» **Required action**
Would you write out every entry exactly, but without the pictures?

Stored records:
* * * * *

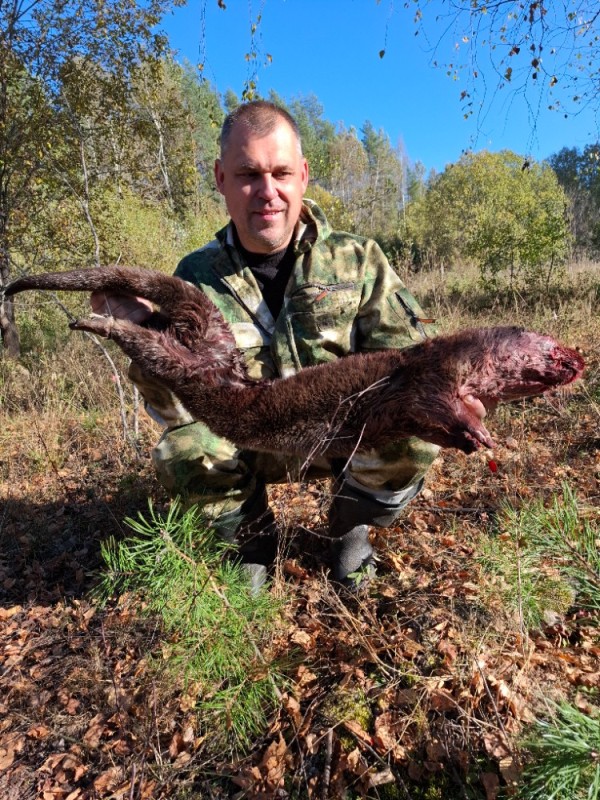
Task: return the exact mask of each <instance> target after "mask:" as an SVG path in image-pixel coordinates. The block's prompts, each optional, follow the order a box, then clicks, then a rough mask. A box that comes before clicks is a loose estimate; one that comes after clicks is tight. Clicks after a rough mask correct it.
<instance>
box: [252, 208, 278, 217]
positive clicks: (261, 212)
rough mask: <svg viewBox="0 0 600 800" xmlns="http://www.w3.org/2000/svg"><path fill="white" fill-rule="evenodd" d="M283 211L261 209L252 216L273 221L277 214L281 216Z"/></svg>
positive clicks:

* * * * *

» **Response to the exercise**
Task: return the exact mask of each <instance> target after "mask:" as an SVG path in image-pixel coordinates. The block's prompts, each optional, follow the order a box, then clicks, then a rough mask. A box that comes before clicks is a loose estimate; one that comes after clicks is tight. Clicks after a rough mask correct it.
<instance>
box: [252, 208, 278, 217]
positive clicks: (261, 212)
rough mask: <svg viewBox="0 0 600 800" xmlns="http://www.w3.org/2000/svg"><path fill="white" fill-rule="evenodd" d="M283 211L261 209L252 216L273 221L277 214L281 216Z"/></svg>
positive clicks:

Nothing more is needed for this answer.